Carly Fiorina was a terrible CEO at Hewlett Packard, Donald Trump alleges, who saw the share price crash. There is important context to this, which is that the shares of all tech companies crashed at the same time. Her supporters claim that HP held up rather better than its peers. She doubled the company’s revenues, she responds. Context here is that she merged HP with Compaq, so she is comparing the revenues of HP with the later revenues of HP-Compaq.

Trump, she responds, led his father’s business to four bankruptcies. He shrugs. He never broke the law and has never been personally bankrupt. The first is reminiscent of Hillary Clinton’s defense: it may have been, technically, legal, but it doesn’t mean it is a qualification for the presidency. And the fact that he has never, personally, been declared bankrupt, indeed has become very rich while making deals in which investors never got paid, is also something that leaves a bad taste in the mouth. 

Your columnist does not feel equipped to reach a definitive conclusion on the business success of either – at least at this point. Both have experienced ups and downs in their fortunes, as has business as a whole. Your columnist is certainly not claiming that he could have done better, if he had inherited Trump’s empire or become CEO of HP. Indeed, if he had started in business as a receptionist, as Fiorina did, it is certain he would never have risen to be CEO of HP in the first place.

============

* _What to do_
Copy the stretch of the column on Fiorina and Trump from "Carly Fiorina was" through "revenues of HP-Compaq." word for word.

(Object pointing dataset rows)
============

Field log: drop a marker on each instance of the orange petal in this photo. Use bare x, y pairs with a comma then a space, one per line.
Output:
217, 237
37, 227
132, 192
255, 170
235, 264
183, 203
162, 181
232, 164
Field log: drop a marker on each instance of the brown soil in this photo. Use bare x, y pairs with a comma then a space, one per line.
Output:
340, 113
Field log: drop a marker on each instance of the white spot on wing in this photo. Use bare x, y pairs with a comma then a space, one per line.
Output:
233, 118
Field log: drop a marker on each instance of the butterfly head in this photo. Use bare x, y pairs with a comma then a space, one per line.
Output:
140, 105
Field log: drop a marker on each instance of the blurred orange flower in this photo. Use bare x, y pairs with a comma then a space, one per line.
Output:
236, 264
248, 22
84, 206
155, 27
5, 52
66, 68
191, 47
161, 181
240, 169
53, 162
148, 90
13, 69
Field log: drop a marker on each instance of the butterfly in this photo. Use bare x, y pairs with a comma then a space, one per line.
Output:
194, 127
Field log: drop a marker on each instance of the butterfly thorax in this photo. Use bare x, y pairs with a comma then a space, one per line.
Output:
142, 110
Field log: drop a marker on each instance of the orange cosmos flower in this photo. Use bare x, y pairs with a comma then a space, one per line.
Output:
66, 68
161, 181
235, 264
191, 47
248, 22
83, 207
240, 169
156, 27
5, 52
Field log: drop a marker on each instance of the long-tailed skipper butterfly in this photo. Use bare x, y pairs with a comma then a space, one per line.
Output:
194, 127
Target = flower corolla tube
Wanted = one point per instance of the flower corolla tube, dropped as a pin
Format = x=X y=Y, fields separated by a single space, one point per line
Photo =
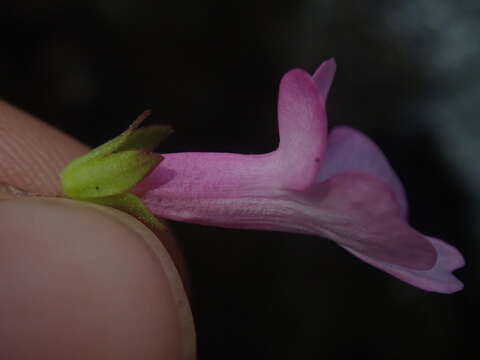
x=337 y=185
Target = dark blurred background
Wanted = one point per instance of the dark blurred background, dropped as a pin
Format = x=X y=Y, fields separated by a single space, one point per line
x=408 y=76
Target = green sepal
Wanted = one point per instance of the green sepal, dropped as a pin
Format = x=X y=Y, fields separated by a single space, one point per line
x=108 y=175
x=132 y=205
x=115 y=166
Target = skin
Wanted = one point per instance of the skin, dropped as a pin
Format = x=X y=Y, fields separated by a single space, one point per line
x=79 y=281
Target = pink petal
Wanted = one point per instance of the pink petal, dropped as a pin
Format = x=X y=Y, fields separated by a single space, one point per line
x=302 y=123
x=323 y=77
x=351 y=151
x=355 y=198
x=438 y=279
x=361 y=213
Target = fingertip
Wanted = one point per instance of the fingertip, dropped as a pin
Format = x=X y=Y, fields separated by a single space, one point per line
x=84 y=282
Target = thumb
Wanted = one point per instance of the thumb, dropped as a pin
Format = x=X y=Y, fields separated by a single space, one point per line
x=80 y=281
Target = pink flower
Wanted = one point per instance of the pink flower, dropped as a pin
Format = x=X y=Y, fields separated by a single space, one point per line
x=337 y=185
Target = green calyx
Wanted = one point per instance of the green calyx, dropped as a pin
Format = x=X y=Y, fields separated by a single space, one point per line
x=105 y=174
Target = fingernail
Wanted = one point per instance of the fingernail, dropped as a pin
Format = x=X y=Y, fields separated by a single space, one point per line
x=81 y=281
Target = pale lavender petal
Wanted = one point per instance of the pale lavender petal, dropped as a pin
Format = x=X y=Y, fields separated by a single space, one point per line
x=361 y=213
x=345 y=191
x=438 y=279
x=349 y=150
x=323 y=77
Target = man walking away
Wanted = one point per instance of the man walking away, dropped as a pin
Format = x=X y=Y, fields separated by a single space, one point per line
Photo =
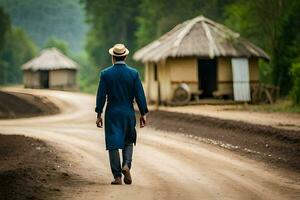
x=120 y=85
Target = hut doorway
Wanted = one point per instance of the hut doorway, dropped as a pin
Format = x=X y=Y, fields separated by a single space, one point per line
x=44 y=79
x=207 y=76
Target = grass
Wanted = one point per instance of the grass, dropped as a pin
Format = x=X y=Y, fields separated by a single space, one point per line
x=282 y=105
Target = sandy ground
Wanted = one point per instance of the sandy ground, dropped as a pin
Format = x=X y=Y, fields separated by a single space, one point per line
x=280 y=120
x=165 y=165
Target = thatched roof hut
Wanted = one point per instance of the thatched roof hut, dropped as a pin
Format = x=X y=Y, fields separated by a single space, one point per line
x=200 y=37
x=51 y=69
x=50 y=59
x=206 y=56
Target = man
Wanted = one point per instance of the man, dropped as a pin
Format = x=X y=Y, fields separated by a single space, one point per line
x=120 y=85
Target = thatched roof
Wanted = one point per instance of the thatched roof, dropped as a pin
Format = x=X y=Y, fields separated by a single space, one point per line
x=50 y=59
x=199 y=37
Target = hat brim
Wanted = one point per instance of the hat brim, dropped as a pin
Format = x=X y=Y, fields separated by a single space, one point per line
x=111 y=52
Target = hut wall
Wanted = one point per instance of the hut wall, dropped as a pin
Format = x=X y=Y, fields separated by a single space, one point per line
x=183 y=70
x=62 y=79
x=164 y=81
x=31 y=79
x=253 y=71
x=151 y=85
x=224 y=76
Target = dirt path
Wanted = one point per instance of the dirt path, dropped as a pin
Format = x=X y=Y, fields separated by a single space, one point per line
x=165 y=165
x=288 y=121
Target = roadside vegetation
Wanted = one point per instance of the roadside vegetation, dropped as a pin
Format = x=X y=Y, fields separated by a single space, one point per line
x=272 y=25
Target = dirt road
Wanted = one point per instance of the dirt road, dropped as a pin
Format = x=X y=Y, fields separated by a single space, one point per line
x=165 y=165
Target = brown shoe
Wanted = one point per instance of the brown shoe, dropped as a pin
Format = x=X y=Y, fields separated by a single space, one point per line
x=117 y=181
x=127 y=176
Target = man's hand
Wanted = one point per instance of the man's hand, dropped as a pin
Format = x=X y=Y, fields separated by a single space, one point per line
x=99 y=122
x=143 y=121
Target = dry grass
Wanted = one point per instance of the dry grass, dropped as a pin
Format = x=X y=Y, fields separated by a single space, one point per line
x=282 y=105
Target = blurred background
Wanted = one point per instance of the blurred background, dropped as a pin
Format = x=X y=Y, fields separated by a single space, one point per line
x=85 y=29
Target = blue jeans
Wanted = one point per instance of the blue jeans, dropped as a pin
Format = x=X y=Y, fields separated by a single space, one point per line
x=114 y=159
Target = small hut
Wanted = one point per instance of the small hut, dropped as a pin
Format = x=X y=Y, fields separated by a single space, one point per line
x=51 y=69
x=200 y=58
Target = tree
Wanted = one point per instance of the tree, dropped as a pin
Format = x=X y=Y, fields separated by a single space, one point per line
x=44 y=18
x=62 y=45
x=5 y=26
x=111 y=22
x=273 y=25
x=17 y=50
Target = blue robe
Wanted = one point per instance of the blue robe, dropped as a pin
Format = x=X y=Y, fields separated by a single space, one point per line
x=120 y=85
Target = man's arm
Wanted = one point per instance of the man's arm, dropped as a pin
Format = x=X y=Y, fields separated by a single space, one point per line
x=141 y=100
x=100 y=101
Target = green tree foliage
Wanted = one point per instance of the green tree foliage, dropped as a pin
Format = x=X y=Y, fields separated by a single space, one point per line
x=5 y=26
x=295 y=93
x=17 y=50
x=44 y=18
x=62 y=45
x=273 y=25
x=111 y=22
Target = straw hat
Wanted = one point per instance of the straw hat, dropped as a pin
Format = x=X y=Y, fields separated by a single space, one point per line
x=118 y=50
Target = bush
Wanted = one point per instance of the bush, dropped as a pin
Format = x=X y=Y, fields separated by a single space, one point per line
x=295 y=92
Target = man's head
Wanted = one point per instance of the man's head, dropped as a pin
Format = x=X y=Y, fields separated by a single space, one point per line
x=119 y=52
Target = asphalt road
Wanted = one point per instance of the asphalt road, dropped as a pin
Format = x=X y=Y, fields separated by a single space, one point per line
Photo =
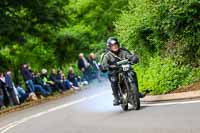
x=91 y=111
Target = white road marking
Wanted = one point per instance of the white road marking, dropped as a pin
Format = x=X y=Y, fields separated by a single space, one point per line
x=23 y=120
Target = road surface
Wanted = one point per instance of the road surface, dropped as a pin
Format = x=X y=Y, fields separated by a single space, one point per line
x=91 y=111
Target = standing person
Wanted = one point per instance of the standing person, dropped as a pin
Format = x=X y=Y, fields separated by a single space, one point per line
x=95 y=66
x=57 y=81
x=6 y=95
x=72 y=77
x=114 y=54
x=83 y=66
x=1 y=95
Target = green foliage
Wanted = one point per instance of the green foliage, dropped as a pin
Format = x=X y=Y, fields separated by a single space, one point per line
x=162 y=75
x=170 y=28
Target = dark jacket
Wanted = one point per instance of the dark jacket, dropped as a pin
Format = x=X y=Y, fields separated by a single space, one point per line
x=71 y=76
x=94 y=64
x=27 y=75
x=54 y=78
x=1 y=88
x=110 y=58
x=9 y=82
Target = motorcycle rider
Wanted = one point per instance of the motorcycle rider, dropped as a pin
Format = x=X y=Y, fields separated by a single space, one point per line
x=113 y=54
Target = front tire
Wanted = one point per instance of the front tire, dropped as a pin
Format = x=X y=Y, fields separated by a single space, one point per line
x=124 y=107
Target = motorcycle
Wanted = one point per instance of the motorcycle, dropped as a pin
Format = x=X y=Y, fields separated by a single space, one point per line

============

* _The result_
Carly Fiorina was a terrible CEO at Hewlett Packard, Donald Trump alleges, who saw the share price crash. There is important context to this, which is that the shares of all tech companies crashed at the same time. Her supporters claim that HP held up rather better than its peers. She doubled the company’s revenues, she responds. Context here is that she merged HP with Compaq, so she is comparing the revenues of HP with the later revenues of HP-Compaq.